[Work task] Where a line in the records holds "every", count it once; return only the final number.

[Data supplied]

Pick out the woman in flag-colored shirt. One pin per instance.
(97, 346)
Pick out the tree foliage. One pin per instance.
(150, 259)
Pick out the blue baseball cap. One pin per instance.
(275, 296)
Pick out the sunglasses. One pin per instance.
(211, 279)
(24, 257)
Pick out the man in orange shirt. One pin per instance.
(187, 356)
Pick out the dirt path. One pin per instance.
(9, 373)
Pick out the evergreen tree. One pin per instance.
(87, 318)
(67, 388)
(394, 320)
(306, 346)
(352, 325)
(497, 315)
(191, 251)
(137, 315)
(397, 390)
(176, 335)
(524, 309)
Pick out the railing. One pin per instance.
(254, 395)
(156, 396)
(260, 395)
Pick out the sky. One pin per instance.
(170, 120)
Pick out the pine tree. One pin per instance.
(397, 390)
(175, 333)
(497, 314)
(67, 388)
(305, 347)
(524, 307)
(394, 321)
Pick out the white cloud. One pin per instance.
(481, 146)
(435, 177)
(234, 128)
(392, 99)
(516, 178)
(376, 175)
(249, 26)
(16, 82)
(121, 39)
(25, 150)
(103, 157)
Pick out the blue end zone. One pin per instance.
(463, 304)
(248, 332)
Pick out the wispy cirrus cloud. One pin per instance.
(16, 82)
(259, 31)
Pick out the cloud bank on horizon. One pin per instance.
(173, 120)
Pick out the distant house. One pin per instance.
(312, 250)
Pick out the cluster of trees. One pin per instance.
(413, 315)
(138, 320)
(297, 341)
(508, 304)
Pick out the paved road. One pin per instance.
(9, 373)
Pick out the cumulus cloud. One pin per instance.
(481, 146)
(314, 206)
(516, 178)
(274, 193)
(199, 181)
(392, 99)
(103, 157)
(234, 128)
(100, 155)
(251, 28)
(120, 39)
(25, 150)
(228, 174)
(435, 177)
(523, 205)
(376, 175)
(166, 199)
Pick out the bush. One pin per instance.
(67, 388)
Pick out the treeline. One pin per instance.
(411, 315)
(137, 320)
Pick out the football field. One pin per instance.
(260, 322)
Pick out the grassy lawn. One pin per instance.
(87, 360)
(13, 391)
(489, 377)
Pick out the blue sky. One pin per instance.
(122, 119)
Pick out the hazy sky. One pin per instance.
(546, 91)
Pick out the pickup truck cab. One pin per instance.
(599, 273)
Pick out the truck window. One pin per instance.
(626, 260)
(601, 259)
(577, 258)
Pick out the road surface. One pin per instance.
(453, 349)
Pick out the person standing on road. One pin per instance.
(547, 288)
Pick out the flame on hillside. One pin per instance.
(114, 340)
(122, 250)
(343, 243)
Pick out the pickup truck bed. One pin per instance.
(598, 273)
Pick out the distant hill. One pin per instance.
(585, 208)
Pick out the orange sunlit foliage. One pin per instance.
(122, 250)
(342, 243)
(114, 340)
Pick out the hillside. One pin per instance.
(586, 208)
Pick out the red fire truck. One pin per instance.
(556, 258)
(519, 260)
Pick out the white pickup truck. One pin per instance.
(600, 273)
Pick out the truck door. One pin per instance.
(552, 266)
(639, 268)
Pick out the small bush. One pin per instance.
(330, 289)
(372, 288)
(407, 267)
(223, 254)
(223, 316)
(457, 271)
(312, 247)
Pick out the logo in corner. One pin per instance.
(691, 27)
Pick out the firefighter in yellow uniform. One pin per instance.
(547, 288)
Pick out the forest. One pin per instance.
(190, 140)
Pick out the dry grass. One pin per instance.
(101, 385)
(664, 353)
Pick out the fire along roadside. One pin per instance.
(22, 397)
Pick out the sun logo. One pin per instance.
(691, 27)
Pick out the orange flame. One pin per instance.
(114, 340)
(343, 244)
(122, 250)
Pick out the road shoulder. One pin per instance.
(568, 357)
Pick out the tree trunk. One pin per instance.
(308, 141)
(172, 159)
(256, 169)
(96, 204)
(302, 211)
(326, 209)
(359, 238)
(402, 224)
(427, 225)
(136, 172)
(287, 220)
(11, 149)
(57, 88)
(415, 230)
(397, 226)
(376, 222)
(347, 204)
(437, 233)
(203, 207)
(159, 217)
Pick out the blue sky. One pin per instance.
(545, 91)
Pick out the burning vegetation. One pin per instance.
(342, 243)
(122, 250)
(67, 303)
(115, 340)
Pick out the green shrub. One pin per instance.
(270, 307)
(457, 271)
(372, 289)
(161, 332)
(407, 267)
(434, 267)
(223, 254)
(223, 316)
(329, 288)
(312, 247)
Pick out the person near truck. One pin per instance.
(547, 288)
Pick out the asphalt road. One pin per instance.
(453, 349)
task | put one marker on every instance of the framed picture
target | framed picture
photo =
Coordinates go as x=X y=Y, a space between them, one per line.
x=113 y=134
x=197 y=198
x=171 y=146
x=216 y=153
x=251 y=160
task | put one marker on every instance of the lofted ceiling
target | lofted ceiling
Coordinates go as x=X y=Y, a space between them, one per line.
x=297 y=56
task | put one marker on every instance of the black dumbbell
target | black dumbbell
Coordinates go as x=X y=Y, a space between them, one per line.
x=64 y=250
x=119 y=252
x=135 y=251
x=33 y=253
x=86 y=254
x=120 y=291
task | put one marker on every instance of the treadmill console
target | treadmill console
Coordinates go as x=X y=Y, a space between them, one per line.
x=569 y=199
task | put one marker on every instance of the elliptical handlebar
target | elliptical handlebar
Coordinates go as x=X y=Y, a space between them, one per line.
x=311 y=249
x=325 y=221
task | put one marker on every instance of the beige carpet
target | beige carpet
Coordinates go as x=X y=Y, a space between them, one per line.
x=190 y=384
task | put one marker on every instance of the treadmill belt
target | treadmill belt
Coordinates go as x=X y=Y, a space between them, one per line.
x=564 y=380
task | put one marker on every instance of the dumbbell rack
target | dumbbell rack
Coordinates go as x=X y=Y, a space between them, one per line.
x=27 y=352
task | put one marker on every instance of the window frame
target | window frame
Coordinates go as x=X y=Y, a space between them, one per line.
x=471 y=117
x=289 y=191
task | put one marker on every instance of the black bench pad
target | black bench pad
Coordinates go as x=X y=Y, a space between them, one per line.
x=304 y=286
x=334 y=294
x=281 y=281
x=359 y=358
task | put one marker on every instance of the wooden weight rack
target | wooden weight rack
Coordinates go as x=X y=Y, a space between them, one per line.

[Result for this task] 11